» What to do: Reproduce exactly the lines from the one containing "Note: mark the young" through the last line of the data, both ends included.

[Provided records start]

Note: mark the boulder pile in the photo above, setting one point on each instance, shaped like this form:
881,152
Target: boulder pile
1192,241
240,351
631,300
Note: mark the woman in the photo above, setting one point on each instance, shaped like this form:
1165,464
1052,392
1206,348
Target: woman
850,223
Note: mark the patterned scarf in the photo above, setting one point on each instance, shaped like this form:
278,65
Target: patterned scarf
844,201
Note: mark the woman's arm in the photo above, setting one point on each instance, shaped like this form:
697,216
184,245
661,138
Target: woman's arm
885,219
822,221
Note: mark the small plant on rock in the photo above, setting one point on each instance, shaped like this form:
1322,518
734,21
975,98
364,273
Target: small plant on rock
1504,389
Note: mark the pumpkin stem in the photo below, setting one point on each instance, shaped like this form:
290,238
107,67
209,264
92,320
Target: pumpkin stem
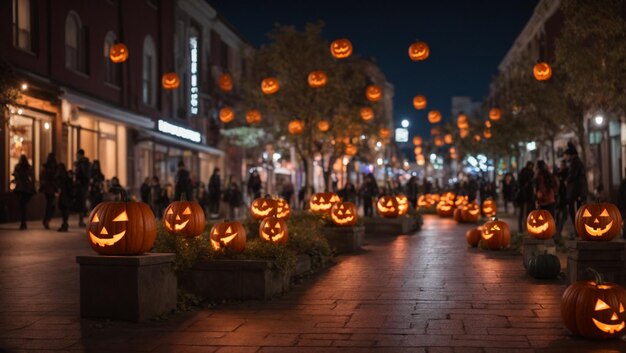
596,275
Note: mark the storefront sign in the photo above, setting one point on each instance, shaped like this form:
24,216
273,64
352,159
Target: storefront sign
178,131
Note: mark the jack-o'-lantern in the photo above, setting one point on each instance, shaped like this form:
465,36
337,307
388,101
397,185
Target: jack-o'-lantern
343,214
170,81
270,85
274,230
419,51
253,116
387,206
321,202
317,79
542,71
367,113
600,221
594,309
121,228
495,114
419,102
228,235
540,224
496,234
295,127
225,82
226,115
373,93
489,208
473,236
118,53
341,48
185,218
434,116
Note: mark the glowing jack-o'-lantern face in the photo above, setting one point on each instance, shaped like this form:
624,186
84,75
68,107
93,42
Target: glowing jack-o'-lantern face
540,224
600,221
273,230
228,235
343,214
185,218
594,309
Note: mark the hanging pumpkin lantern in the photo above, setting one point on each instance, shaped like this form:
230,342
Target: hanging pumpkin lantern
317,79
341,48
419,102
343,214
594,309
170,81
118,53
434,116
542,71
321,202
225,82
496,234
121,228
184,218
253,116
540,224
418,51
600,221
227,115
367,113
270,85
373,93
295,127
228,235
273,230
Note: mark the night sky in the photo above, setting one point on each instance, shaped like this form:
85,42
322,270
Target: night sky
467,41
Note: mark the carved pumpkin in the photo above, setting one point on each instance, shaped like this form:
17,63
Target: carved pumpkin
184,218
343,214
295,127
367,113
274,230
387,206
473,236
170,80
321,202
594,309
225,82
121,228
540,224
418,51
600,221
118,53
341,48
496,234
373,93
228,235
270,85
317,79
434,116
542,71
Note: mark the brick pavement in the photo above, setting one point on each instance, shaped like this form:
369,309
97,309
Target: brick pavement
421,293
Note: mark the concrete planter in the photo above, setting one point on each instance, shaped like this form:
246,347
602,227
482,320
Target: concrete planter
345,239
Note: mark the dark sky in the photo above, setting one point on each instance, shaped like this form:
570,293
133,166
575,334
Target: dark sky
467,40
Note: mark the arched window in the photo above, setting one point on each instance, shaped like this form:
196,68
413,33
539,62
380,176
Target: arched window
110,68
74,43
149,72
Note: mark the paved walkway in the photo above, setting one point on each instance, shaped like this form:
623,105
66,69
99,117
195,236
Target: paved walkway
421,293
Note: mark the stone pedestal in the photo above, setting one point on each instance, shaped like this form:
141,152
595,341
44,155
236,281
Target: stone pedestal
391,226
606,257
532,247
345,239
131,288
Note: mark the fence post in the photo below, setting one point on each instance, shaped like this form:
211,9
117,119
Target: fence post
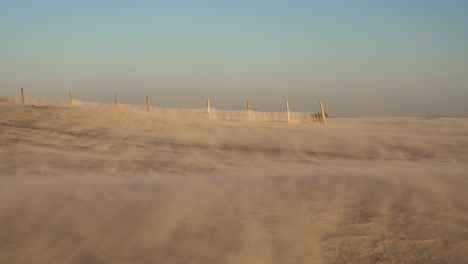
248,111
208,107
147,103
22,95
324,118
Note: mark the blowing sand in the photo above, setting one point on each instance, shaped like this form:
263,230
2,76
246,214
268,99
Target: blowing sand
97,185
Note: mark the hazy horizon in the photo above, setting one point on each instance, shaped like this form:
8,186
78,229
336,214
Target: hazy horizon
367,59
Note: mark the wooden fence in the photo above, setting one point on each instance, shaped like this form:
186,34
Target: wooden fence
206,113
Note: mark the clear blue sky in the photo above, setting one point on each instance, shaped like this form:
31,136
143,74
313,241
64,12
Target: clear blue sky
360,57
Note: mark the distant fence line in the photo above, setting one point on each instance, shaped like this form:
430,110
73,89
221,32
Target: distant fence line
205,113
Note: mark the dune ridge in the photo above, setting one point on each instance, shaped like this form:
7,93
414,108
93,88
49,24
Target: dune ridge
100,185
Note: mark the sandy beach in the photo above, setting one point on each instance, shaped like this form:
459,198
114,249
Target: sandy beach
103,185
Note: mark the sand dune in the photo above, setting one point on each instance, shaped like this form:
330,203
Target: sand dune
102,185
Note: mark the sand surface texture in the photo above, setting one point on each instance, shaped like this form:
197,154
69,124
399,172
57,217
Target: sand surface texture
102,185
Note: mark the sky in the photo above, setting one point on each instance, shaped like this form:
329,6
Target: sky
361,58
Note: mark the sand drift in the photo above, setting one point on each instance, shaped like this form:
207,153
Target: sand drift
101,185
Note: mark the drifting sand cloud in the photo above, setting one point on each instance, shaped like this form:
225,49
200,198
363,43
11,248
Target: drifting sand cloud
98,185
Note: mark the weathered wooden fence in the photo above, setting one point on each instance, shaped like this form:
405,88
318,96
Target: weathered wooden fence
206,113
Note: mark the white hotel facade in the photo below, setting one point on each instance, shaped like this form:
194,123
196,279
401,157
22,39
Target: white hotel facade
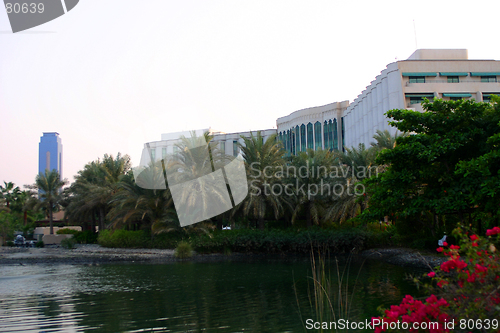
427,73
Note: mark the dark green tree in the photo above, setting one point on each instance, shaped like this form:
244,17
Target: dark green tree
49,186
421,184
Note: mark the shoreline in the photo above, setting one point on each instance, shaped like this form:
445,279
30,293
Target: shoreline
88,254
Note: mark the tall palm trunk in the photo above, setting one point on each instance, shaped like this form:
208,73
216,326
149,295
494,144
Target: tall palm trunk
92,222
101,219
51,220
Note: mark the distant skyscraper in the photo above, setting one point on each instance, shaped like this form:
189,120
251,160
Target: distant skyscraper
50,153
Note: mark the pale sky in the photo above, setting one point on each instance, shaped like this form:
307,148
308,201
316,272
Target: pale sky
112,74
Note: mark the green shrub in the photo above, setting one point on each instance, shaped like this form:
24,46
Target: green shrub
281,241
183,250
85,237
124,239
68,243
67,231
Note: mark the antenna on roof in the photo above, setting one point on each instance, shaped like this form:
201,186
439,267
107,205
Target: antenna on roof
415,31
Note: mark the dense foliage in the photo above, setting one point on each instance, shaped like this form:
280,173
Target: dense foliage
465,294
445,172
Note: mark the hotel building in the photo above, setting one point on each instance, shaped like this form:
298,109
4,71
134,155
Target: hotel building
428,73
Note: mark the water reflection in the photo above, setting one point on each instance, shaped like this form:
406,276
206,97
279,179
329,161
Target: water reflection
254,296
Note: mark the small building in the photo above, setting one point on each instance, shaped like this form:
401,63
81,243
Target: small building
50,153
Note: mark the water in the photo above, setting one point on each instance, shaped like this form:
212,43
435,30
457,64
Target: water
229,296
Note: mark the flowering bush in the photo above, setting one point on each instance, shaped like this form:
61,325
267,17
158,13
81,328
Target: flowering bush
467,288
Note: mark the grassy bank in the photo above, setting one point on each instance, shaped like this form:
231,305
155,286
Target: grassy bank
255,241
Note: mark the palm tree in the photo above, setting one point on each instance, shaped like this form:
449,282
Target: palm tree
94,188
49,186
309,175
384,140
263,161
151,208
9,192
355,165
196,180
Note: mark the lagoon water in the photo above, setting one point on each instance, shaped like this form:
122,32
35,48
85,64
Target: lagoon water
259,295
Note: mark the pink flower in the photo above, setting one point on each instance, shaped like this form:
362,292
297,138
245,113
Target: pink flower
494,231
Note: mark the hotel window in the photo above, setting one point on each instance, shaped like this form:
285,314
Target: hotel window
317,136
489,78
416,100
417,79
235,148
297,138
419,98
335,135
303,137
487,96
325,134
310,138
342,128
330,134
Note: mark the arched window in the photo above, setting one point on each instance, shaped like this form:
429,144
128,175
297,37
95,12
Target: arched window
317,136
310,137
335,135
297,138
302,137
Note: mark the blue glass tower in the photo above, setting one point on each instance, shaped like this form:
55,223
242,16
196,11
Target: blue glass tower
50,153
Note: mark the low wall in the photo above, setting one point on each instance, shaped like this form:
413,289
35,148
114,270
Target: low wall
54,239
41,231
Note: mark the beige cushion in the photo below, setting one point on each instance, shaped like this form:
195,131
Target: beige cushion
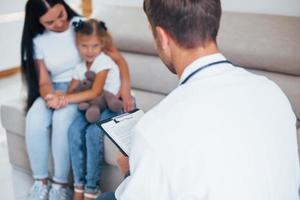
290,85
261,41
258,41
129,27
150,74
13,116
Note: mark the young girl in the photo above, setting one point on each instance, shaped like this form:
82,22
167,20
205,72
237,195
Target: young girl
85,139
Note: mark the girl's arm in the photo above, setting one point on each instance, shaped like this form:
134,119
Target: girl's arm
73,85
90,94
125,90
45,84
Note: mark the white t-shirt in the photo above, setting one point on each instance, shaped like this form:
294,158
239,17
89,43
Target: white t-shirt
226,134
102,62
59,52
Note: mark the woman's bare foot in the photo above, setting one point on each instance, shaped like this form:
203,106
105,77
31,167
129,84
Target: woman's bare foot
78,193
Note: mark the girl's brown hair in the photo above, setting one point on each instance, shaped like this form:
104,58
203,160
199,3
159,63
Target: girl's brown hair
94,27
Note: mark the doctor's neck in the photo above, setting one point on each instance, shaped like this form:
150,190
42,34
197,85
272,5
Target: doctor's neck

[Provided records end]

» The solution:
Note: mark the young girl in the photo above, setting one point on each instance, shaped like this form:
82,22
167,20
205,72
237,195
Target: young girl
85,139
Note: mark the girl's arm in the photo above, setting one point on each instance, shaped like this form:
134,119
Target: girl's arm
73,85
90,94
125,90
45,84
Note: mark the white t-shirt in the photo above, setting one point on each instance, shaped like this form:
294,158
239,17
89,43
Target: white t-shirt
226,134
102,62
59,52
Note: mark the woman's bare foot in the photo above, setting one point on each instance, shaped like this form:
203,106
105,77
31,167
129,84
Target: woman's bare foot
78,193
Note: mark the girl's brown hair in the photo above, setting one point on each instance, shaped like this form:
104,58
203,160
199,3
159,63
Target: girl's brown hair
94,27
Note: mark the doctor's neck in the photo above, setting one point on each instance, shaped like this form:
150,190
42,34
197,85
272,5
Target: doctor's neck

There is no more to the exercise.